START TASK INPUT

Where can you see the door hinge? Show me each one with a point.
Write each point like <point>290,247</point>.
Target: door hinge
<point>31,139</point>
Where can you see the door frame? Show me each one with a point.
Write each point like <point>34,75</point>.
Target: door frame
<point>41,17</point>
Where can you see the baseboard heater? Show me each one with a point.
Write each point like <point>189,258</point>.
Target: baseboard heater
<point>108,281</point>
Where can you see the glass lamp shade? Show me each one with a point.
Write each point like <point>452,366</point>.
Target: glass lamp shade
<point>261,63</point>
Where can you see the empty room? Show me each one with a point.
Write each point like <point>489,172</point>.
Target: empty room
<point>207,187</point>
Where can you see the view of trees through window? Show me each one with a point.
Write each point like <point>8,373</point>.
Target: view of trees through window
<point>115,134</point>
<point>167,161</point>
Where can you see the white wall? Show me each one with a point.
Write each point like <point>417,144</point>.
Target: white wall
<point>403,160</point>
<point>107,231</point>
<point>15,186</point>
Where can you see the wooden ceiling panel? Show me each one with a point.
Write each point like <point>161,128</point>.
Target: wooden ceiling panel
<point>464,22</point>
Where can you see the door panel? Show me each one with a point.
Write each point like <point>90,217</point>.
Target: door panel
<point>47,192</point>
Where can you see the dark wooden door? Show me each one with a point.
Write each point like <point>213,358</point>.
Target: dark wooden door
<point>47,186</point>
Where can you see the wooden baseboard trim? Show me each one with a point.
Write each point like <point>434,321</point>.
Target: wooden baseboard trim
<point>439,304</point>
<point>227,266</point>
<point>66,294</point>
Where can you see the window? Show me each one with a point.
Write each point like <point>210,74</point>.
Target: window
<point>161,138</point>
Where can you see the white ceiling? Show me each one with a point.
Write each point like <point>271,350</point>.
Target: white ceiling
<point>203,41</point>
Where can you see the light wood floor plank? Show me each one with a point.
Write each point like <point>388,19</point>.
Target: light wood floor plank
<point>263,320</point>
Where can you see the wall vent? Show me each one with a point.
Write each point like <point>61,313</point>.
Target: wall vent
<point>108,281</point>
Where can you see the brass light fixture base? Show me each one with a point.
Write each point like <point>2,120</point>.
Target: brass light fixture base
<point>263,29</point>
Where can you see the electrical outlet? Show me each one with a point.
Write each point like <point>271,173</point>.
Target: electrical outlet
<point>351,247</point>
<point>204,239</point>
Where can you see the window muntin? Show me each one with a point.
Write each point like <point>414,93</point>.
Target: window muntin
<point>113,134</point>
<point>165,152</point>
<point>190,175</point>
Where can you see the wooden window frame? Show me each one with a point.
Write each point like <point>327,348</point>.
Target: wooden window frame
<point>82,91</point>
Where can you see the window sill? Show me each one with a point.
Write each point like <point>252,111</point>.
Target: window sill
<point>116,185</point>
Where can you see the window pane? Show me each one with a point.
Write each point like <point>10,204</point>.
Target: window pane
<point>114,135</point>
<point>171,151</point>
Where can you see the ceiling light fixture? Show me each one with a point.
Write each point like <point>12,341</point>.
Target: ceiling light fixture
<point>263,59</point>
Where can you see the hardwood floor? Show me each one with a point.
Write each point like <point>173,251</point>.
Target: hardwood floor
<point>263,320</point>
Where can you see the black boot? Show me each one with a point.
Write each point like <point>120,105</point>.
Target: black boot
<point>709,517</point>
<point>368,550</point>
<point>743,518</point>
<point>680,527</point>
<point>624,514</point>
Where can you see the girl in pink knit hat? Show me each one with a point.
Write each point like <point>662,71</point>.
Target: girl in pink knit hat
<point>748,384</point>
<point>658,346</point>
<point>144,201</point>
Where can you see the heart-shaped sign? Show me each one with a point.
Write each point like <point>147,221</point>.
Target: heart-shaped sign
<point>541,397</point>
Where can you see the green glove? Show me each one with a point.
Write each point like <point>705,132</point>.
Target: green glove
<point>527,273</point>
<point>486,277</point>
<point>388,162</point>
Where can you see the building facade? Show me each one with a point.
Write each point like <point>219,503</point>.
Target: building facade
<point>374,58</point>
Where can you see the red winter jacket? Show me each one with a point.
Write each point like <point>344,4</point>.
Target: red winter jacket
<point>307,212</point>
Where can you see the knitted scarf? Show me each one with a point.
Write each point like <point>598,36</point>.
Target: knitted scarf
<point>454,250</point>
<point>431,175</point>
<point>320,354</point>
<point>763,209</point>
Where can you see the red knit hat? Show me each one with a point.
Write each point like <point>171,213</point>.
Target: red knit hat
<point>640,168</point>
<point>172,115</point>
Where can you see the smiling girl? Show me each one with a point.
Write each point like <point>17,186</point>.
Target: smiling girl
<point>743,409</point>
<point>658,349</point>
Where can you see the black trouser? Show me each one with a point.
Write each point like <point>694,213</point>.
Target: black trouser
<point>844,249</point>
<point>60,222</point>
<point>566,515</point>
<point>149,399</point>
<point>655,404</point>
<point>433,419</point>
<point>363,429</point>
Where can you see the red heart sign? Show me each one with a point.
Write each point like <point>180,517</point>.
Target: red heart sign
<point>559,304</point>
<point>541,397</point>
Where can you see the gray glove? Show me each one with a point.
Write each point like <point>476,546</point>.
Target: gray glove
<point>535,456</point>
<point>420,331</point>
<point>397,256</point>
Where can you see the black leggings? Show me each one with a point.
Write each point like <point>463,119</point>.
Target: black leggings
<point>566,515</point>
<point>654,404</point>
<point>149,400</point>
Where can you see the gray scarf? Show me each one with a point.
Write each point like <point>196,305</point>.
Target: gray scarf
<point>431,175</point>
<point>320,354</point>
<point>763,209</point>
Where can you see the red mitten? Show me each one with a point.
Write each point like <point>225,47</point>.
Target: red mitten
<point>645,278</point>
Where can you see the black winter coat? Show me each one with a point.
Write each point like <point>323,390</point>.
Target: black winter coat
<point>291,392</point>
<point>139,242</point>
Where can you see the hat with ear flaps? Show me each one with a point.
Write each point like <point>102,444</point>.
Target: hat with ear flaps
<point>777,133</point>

END TASK INPUT

WORK TO BE COMPLETED: Your task is to reproduce each entry exactly.

REPLY:
Where can you see the door hinge? Show me each one with a point.
Write each point like <point>290,247</point>.
Target: door hinge
<point>31,139</point>
Where can you see the door frame? Show me each one with a point.
Write each point like <point>34,75</point>.
Target: door frame
<point>41,17</point>
Where can you see the baseboard heater? Show me each one with a point.
Write each point like <point>189,258</point>.
Target: baseboard heater
<point>108,281</point>
Where can you see the glass lamp shade? Show me each one with a point.
Write each point like <point>452,366</point>.
Target: glass lamp shade
<point>261,63</point>
Where can you see the empty room? Show me each one with a point.
Write each point like <point>489,172</point>.
Target: empty room
<point>207,187</point>
Where can you see the view of trees through window? Show me each one with a point.
Write each point like <point>8,373</point>.
Target: view of trees through window
<point>115,134</point>
<point>167,161</point>
Where can you see the white wall? Show me each one with a point.
Write each point like <point>417,144</point>.
Target: white wall
<point>403,160</point>
<point>107,231</point>
<point>15,186</point>
Where can you see the wooden ceiling panel? Show me each one with a point.
Write each point like <point>161,128</point>.
Target: wooden ceiling panel
<point>464,22</point>
Where can you see the door panel? Show me each one with a point.
Write each point like <point>90,217</point>.
Target: door panel
<point>47,192</point>
Where can you see the dark wooden door? Show me each one with a point.
Write each point like <point>213,358</point>.
Target: dark wooden door
<point>47,186</point>
Where can you see the wooden baseboard trim? Show me each one with a point.
Write each point like <point>434,321</point>.
Target: wooden baseboard trim
<point>439,304</point>
<point>227,266</point>
<point>66,294</point>
Where can you see the window? Show me each one with a point.
Write each point like <point>210,74</point>.
Target: window
<point>161,138</point>
Where can you see the white ceiling? Show me each one with a point.
Write each point like <point>271,350</point>.
Target: white ceiling
<point>203,41</point>
Where can you see the light wood floor plank? Show me each one with a point.
Write each point like <point>388,19</point>.
Target: light wood floor plank
<point>263,320</point>
Where can you see the wall vent? Show me each one with a point.
Write each point like <point>61,313</point>.
Target: wall vent
<point>108,281</point>
Where can you see the brass light fixture base? Show me each one with a point.
Write each point like <point>2,120</point>.
Target: brass light fixture base
<point>263,29</point>
Where can you see the electrical outlet? Show me each one with a point.
Write each point like <point>271,173</point>.
Target: electrical outlet
<point>351,247</point>
<point>204,239</point>
Where can you see the window muntin? Show me each one with a point.
Write each point like <point>414,93</point>.
Target: window muntin
<point>113,134</point>
<point>165,152</point>
<point>190,175</point>
Where can you see the wooden window frame? Show me each one with a point.
Write each point like <point>327,348</point>.
Target: wooden window frame
<point>82,91</point>
Where can you see the window sill? Show me each one with a point.
Write each point like <point>252,111</point>.
Target: window sill
<point>116,185</point>
Where can you see the window pane? Show me each one with a point.
Write each point like <point>10,204</point>.
Target: window pane
<point>114,135</point>
<point>171,151</point>
Where can you see the ceiling light fixture? Show me each one with a point.
Write each point like <point>12,341</point>.
Target: ceiling light fixture
<point>263,59</point>
Where can you see the hardwood floor? Show me each one with a point.
Write each point like <point>173,251</point>.
Target: hardwood floor
<point>263,320</point>
Where can you see the black boot? Show me each one with a point.
Write each point like <point>120,105</point>.
Target: black boot
<point>709,517</point>
<point>368,550</point>
<point>743,518</point>
<point>680,527</point>
<point>624,514</point>
Where can you see the girl in pink knit hat? Show me each one with a point.
Write each point like <point>662,71</point>.
Target: girl in pink knit hat
<point>748,384</point>
<point>658,346</point>
<point>144,201</point>
Where can you see the heart-shaped sign? Show me each one with a point.
Write each point like <point>147,221</point>.
Target: heart-shaped sign
<point>541,397</point>
Where can you see the green glove? Show me each one with a point.
Write each point like <point>705,132</point>.
Target: green glove
<point>527,273</point>
<point>486,277</point>
<point>388,162</point>
Where can you see the building facade? Show me each one with a point.
Write each point like <point>219,503</point>.
Target: building facade
<point>374,58</point>
Where can you see the red winter jacket? Show me each one with a point.
Write each point like <point>344,4</point>.
Target: red winter jacket
<point>307,212</point>
Where can you see the knitted scarf? Show me each one with a point.
Write each point like <point>598,36</point>.
Target: knitted scarf
<point>454,250</point>
<point>431,175</point>
<point>320,354</point>
<point>763,209</point>
Where can you see the red knit hat? Show me each one with a point.
Write each point like <point>171,213</point>.
Target: red knit hat
<point>640,168</point>
<point>172,115</point>
Where can you see the smiling girl? Show me each one with a point.
Write each point like <point>17,186</point>.
Target: smiling girl
<point>743,409</point>
<point>658,349</point>
Where can you see the black trouser? Show me each one with a point.
Write each point like <point>694,213</point>.
Target: black trouser
<point>844,249</point>
<point>60,222</point>
<point>566,515</point>
<point>149,399</point>
<point>655,404</point>
<point>433,419</point>
<point>363,429</point>
Where can you see the red heart sign? Show me each one with a point.
Write each point like <point>180,517</point>.
Target: red heart sign
<point>559,304</point>
<point>541,397</point>
Where can you see the gray glove? Show me each one with a point.
Write each point like <point>476,546</point>.
Target: gray glove
<point>535,456</point>
<point>420,331</point>
<point>397,256</point>
Where can you see the black leggings? Show me each one with a point.
Write each point like <point>463,119</point>.
Target: black leggings
<point>566,515</point>
<point>654,404</point>
<point>149,400</point>
Where can you see the gray scarf? Show me each one with a point.
Write each point like <point>196,305</point>.
Target: gray scarf
<point>431,175</point>
<point>320,354</point>
<point>763,209</point>
Where can you see the red mitten? Show me each one with a point.
Write each point like <point>225,47</point>.
Target: red mitten
<point>645,278</point>
Where can you see the black winter coat? Show me each one with a point.
Write each point like <point>323,390</point>.
Target: black winter coat
<point>291,392</point>
<point>139,242</point>
Where can you see the hat with ear flaps? Show me each one with a point.
Write each point like <point>102,444</point>.
Target: hat with ear flaps
<point>777,133</point>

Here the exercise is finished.